>> begin Data rows

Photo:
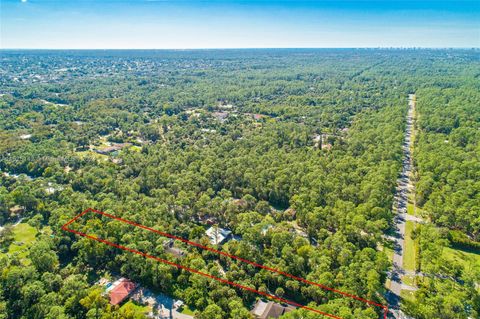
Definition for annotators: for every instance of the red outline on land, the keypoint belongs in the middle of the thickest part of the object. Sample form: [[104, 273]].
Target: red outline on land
[[64, 227]]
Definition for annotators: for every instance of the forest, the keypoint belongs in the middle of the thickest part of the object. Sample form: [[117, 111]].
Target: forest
[[296, 152]]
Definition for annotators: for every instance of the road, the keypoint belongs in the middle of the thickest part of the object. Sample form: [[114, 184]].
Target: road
[[404, 185]]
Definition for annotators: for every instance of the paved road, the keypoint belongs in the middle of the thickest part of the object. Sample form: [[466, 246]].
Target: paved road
[[400, 207]]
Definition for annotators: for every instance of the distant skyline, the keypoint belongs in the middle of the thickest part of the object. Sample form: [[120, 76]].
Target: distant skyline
[[188, 24]]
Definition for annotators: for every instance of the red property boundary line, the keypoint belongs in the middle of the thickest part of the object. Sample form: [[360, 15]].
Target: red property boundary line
[[65, 227]]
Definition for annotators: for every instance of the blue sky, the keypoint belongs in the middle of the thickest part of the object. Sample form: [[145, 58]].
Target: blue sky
[[181, 24]]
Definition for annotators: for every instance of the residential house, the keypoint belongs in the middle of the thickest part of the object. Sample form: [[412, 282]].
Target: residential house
[[218, 235], [111, 149], [265, 310], [121, 290]]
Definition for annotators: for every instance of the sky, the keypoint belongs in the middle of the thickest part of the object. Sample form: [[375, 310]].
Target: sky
[[192, 24]]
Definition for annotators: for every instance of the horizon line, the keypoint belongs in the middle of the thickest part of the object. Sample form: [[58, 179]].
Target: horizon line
[[241, 48]]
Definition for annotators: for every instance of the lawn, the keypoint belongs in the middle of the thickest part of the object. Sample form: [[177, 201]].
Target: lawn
[[408, 295], [410, 209], [410, 255], [409, 280], [24, 236], [92, 154], [187, 311], [136, 307]]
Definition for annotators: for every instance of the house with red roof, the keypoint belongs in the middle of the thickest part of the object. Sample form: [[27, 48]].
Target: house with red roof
[[121, 290]]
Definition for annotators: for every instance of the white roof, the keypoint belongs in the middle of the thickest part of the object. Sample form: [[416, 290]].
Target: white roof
[[217, 235]]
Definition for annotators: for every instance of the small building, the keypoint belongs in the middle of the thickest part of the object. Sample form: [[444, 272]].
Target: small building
[[122, 288], [221, 116], [265, 310], [218, 235], [113, 148], [25, 136], [17, 210], [169, 248]]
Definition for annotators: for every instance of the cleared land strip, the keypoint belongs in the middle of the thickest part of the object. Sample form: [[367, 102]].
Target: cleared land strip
[[400, 207]]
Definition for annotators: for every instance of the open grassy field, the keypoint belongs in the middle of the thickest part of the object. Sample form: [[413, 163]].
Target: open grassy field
[[24, 236], [137, 308]]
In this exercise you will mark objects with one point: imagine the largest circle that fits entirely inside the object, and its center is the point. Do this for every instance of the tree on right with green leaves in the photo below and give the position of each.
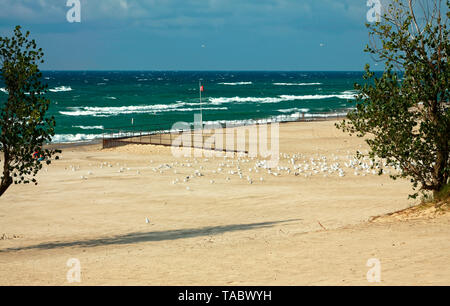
(404, 113)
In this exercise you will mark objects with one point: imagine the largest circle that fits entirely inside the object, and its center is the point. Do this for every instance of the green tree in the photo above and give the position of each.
(404, 113)
(23, 125)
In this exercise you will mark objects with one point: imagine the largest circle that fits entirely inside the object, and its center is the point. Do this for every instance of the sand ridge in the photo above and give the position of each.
(218, 228)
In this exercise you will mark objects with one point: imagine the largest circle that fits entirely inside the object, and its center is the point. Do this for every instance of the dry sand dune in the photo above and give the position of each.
(283, 230)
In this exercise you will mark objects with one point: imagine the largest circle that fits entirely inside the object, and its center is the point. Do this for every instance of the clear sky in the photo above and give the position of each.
(195, 34)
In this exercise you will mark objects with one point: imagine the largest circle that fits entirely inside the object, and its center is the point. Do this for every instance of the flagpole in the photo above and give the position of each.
(201, 108)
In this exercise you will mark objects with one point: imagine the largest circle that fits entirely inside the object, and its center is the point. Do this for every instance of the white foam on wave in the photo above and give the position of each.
(290, 110)
(61, 89)
(124, 110)
(95, 127)
(236, 83)
(218, 101)
(70, 138)
(296, 84)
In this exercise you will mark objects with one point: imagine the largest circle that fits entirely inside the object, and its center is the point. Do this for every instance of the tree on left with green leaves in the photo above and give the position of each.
(24, 127)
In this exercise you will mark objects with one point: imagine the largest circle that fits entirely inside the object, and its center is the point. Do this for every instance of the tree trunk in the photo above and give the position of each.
(6, 182)
(6, 178)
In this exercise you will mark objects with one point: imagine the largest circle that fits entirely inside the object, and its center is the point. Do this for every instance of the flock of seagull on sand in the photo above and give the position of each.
(254, 170)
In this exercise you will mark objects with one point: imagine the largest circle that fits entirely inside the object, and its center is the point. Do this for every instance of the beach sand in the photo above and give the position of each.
(285, 230)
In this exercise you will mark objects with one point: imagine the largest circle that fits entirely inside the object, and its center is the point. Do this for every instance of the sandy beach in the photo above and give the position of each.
(217, 229)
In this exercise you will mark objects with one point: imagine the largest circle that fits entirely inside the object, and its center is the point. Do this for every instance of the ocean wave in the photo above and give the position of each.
(344, 95)
(95, 127)
(296, 84)
(282, 98)
(70, 138)
(237, 83)
(291, 110)
(61, 89)
(125, 110)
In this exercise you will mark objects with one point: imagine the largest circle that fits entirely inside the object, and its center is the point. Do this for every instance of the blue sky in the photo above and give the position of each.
(195, 34)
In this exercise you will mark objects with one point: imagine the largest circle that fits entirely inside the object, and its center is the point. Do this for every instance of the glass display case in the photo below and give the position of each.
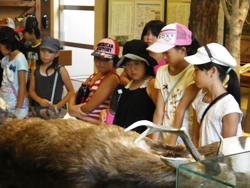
(220, 172)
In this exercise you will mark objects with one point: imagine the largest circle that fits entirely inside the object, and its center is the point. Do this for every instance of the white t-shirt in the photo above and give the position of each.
(211, 127)
(165, 82)
(10, 77)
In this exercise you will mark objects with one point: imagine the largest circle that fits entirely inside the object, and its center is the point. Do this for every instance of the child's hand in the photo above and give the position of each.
(103, 115)
(75, 111)
(44, 102)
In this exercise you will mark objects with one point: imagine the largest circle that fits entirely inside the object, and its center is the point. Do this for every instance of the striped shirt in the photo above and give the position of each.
(93, 88)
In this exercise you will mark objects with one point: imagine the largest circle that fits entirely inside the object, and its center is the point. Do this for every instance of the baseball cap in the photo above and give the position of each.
(170, 36)
(50, 43)
(136, 50)
(8, 22)
(212, 52)
(107, 48)
(28, 22)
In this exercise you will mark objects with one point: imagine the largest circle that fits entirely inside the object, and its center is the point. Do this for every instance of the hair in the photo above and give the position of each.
(9, 38)
(154, 26)
(233, 86)
(192, 48)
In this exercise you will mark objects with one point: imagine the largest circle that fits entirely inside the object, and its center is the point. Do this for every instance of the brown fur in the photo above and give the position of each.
(72, 153)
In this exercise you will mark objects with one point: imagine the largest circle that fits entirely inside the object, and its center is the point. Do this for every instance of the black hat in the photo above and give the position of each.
(50, 43)
(136, 50)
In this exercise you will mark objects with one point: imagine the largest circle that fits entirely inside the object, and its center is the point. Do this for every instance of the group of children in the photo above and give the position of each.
(29, 75)
(168, 79)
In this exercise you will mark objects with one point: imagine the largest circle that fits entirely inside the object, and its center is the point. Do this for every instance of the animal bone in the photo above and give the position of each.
(156, 128)
(212, 167)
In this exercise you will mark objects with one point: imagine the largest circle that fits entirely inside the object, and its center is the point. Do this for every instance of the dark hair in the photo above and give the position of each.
(9, 38)
(149, 70)
(154, 26)
(34, 30)
(233, 86)
(192, 48)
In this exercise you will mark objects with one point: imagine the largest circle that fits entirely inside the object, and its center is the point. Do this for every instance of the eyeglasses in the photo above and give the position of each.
(135, 64)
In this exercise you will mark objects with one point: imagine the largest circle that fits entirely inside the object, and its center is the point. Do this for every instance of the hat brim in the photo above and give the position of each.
(150, 61)
(49, 48)
(133, 57)
(197, 59)
(102, 55)
(19, 30)
(158, 47)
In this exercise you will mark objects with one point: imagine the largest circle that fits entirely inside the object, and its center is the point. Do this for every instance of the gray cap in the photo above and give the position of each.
(50, 43)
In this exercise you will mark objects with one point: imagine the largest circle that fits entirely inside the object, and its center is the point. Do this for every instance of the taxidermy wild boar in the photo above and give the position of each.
(71, 153)
(61, 153)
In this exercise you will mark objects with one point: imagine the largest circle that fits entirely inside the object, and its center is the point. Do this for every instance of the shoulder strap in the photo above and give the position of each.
(172, 89)
(211, 104)
(54, 85)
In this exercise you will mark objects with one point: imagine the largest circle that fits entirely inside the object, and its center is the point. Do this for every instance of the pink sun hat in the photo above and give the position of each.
(170, 36)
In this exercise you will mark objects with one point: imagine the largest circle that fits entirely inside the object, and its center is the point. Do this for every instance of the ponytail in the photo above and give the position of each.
(233, 86)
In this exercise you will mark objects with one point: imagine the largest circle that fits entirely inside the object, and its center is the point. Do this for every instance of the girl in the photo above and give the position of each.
(223, 118)
(174, 81)
(13, 90)
(149, 35)
(44, 76)
(101, 84)
(138, 98)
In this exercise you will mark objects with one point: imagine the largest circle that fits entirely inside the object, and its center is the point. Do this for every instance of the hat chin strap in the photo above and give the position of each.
(209, 53)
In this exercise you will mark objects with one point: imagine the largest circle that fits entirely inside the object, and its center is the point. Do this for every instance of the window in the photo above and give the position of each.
(77, 34)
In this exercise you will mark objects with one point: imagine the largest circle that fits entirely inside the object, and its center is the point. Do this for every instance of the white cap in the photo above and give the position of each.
(219, 55)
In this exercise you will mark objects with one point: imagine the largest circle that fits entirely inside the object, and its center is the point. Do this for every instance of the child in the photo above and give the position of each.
(223, 119)
(15, 69)
(101, 84)
(149, 35)
(44, 76)
(138, 98)
(174, 81)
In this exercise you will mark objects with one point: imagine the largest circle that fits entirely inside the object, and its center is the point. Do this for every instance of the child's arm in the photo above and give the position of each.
(158, 114)
(33, 94)
(188, 97)
(68, 84)
(124, 79)
(152, 91)
(22, 88)
(105, 90)
(230, 125)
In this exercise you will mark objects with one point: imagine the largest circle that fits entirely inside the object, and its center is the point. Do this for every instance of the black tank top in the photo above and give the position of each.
(134, 105)
(44, 86)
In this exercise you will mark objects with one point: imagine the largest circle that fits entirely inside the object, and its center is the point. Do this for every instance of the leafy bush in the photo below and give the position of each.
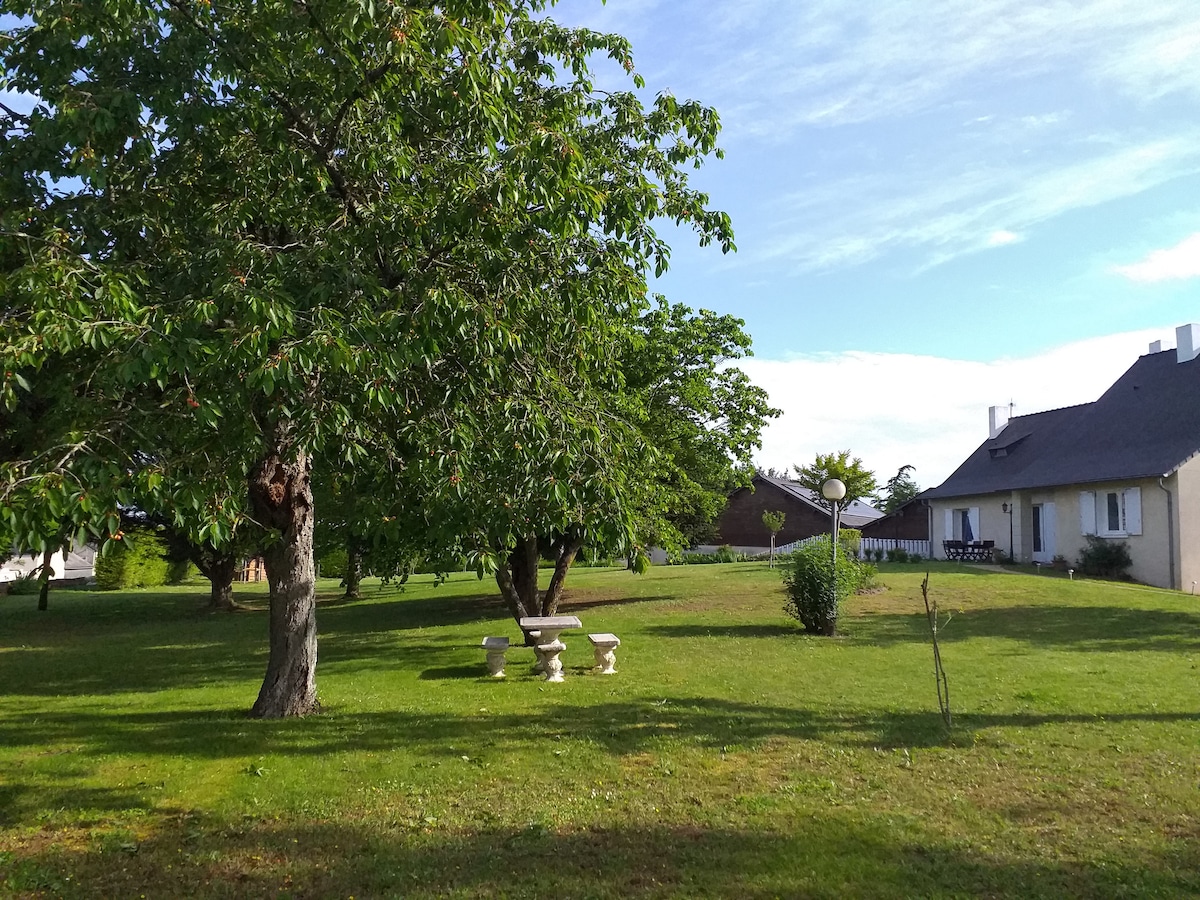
(814, 593)
(1105, 559)
(24, 585)
(139, 561)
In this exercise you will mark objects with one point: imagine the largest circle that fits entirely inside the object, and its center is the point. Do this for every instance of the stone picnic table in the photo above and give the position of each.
(549, 628)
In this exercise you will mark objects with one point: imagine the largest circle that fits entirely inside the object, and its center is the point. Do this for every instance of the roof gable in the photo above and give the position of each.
(1147, 424)
(855, 515)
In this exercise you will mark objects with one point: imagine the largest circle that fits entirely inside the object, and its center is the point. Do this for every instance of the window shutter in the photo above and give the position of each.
(1087, 511)
(1133, 510)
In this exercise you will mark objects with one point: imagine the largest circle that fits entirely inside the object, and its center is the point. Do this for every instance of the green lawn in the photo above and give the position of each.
(731, 756)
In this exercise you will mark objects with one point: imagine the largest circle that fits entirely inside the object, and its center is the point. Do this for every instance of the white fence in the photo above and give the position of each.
(868, 545)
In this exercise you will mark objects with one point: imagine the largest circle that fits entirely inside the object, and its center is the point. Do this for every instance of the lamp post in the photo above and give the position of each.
(833, 491)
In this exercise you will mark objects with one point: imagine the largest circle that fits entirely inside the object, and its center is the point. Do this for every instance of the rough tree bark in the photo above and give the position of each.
(353, 571)
(220, 573)
(517, 581)
(281, 497)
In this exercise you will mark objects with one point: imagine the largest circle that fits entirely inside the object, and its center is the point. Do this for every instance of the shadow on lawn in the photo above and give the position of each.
(1079, 628)
(161, 642)
(619, 727)
(825, 855)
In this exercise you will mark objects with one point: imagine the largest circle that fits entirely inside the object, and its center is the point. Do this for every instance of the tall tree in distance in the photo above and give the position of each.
(773, 520)
(850, 471)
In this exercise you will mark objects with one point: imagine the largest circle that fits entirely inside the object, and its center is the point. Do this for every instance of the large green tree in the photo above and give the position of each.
(252, 233)
(701, 414)
(898, 490)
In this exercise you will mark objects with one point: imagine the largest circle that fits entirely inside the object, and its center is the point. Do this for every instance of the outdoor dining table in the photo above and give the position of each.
(549, 628)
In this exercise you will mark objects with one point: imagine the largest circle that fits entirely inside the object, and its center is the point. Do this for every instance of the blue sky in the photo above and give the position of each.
(940, 205)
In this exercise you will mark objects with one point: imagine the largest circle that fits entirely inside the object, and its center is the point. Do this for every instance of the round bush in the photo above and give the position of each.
(811, 598)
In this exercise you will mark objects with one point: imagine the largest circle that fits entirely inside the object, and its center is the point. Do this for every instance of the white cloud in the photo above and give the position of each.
(999, 239)
(1179, 262)
(897, 409)
(833, 63)
(853, 220)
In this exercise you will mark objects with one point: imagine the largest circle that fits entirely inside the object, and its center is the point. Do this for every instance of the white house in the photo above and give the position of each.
(75, 564)
(1121, 468)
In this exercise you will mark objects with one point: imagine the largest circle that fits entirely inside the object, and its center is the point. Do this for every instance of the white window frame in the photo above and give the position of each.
(1093, 507)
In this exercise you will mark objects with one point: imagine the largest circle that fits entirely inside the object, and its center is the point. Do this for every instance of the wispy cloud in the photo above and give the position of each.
(928, 412)
(858, 219)
(833, 63)
(1171, 264)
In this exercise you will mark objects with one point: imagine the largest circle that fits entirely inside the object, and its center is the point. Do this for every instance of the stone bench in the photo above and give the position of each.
(605, 647)
(496, 649)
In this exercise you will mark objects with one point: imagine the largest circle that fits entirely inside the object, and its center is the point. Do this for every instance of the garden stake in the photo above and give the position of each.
(943, 685)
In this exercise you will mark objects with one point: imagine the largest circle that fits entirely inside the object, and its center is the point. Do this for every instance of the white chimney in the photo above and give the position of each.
(1187, 342)
(997, 418)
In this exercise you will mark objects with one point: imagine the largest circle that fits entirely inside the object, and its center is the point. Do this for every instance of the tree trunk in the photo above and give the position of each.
(568, 549)
(43, 577)
(353, 571)
(517, 581)
(281, 497)
(221, 571)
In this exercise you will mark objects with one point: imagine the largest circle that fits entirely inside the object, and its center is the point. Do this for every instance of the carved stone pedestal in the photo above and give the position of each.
(605, 647)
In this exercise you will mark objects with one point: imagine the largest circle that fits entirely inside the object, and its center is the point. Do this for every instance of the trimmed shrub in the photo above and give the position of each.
(24, 585)
(851, 539)
(139, 561)
(1105, 559)
(814, 594)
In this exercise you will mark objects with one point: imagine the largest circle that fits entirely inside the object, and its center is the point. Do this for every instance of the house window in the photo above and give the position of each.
(1110, 514)
(1116, 511)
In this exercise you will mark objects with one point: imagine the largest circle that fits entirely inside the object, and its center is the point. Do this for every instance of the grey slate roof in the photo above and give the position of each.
(855, 515)
(1147, 424)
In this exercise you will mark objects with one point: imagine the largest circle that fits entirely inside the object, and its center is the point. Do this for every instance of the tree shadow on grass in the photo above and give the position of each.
(573, 605)
(825, 855)
(619, 729)
(748, 630)
(1077, 628)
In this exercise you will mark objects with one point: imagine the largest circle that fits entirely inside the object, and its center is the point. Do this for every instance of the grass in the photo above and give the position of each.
(732, 755)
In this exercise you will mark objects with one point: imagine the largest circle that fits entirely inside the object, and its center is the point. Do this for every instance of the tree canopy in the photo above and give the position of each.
(898, 491)
(243, 235)
(858, 479)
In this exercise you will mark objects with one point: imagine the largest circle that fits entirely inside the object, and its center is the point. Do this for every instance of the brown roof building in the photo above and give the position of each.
(741, 523)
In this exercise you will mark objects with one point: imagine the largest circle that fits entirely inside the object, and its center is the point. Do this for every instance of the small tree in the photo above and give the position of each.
(898, 491)
(774, 521)
(1103, 558)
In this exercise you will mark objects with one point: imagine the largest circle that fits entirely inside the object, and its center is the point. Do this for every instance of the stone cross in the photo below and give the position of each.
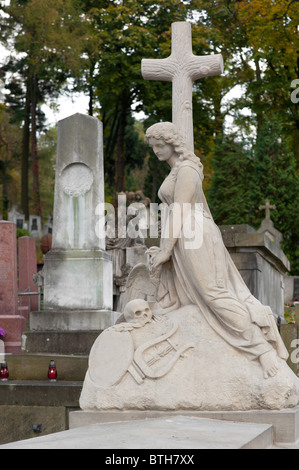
(267, 208)
(182, 68)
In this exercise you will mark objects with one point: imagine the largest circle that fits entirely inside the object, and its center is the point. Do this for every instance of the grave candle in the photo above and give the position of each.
(4, 374)
(52, 371)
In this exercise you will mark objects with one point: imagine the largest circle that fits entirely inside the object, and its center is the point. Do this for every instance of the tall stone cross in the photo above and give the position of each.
(182, 68)
(267, 208)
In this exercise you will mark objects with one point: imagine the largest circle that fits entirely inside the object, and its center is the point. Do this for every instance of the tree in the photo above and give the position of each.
(230, 196)
(10, 143)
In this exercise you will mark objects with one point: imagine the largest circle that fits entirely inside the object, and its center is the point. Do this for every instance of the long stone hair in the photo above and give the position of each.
(169, 133)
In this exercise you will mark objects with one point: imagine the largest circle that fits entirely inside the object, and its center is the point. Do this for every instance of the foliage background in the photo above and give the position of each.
(248, 141)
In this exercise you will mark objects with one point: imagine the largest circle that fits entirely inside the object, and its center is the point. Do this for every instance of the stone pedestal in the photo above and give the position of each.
(260, 261)
(10, 320)
(78, 277)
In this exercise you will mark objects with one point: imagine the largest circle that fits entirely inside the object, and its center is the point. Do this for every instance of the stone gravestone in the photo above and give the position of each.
(260, 261)
(204, 342)
(27, 268)
(12, 323)
(77, 270)
(15, 216)
(35, 226)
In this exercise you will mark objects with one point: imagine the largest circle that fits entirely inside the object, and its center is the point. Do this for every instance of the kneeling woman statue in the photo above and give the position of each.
(204, 274)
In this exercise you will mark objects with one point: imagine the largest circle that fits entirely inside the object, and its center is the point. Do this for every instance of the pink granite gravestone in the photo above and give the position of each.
(10, 320)
(27, 267)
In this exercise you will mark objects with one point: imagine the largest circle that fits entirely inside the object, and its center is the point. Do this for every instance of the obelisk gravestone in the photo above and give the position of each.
(77, 270)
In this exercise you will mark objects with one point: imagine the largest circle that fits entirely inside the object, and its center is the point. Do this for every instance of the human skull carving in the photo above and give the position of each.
(138, 311)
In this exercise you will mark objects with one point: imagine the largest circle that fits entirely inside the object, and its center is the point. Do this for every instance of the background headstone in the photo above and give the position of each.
(35, 226)
(27, 267)
(15, 216)
(78, 277)
(260, 261)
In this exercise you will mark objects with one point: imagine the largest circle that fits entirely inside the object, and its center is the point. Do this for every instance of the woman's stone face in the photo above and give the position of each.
(162, 150)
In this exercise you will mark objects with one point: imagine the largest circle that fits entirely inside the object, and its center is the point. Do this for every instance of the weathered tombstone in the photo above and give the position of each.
(10, 320)
(15, 216)
(267, 225)
(260, 261)
(27, 268)
(77, 270)
(48, 226)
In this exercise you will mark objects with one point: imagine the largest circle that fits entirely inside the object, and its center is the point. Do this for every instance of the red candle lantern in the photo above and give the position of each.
(4, 374)
(52, 371)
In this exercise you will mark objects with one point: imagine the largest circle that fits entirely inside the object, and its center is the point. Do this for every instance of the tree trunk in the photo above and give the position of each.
(25, 155)
(257, 101)
(120, 149)
(34, 154)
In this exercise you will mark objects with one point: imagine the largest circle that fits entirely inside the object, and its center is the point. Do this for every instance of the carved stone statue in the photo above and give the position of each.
(203, 342)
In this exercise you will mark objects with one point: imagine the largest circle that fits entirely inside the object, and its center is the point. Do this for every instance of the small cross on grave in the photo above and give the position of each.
(182, 68)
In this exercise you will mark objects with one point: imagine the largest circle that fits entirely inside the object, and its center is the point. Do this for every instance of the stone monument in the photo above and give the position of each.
(77, 270)
(192, 336)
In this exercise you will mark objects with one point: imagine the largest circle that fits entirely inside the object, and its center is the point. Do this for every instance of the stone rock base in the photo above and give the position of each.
(209, 375)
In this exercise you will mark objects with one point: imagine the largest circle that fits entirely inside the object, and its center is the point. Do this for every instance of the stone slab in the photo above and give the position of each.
(40, 393)
(35, 366)
(17, 422)
(285, 422)
(59, 342)
(72, 320)
(78, 280)
(175, 432)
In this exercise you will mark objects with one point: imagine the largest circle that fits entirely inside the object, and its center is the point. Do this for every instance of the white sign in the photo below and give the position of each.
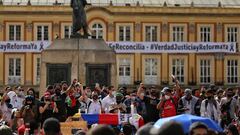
(173, 47)
(23, 46)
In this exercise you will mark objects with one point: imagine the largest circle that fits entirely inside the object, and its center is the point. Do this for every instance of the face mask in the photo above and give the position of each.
(89, 94)
(8, 101)
(153, 93)
(167, 97)
(95, 97)
(118, 101)
(114, 93)
(21, 93)
(209, 97)
(58, 92)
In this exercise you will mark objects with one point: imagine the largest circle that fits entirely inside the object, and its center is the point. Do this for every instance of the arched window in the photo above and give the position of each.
(97, 31)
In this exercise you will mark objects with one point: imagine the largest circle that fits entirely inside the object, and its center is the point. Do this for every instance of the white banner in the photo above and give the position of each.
(173, 47)
(23, 46)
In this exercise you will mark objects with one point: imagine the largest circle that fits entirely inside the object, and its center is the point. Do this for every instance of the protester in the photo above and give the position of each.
(118, 107)
(198, 128)
(210, 107)
(169, 128)
(168, 104)
(132, 102)
(60, 102)
(47, 108)
(229, 108)
(84, 100)
(6, 108)
(151, 101)
(189, 104)
(71, 101)
(28, 111)
(109, 99)
(95, 105)
(5, 130)
(232, 130)
(219, 95)
(101, 130)
(63, 102)
(20, 97)
(52, 127)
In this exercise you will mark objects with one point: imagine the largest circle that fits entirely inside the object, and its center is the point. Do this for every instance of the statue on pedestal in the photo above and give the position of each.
(79, 19)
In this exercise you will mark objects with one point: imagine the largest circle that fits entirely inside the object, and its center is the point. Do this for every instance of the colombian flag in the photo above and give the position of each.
(113, 119)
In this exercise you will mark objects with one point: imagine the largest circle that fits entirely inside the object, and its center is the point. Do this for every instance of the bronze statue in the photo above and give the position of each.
(79, 18)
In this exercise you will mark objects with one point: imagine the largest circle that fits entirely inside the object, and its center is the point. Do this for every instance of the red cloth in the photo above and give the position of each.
(73, 100)
(140, 122)
(111, 119)
(21, 130)
(169, 109)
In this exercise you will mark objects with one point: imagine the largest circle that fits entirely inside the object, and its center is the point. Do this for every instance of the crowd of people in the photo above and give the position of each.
(22, 111)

>> end Data rows

## [Exercise objective]
Transcribe only the trailing portion of the entries above: the line that contains "of the bronze" and each line after it.

## [Task output]
In this exercise you will mark objects with one point: imagine the largest circle that fits entirely inside the object, and its center is the point. Do this for every instance of the bronze statue in the photo above and give the position of each.
(79, 18)
In this exercise you will mark objects with one point: imagine the largest circle that fits entirely inside the object, and its center is the point. Do this for every instance of the red cloth in the photo above and give the position of each.
(73, 100)
(140, 122)
(111, 119)
(21, 130)
(169, 109)
In this exercise you will mark objects with one point: imagine the largest circle that fits entirely inside the object, and its center is the point. Do this for every instance of the crowd of people in the photo above and give the position of each.
(22, 111)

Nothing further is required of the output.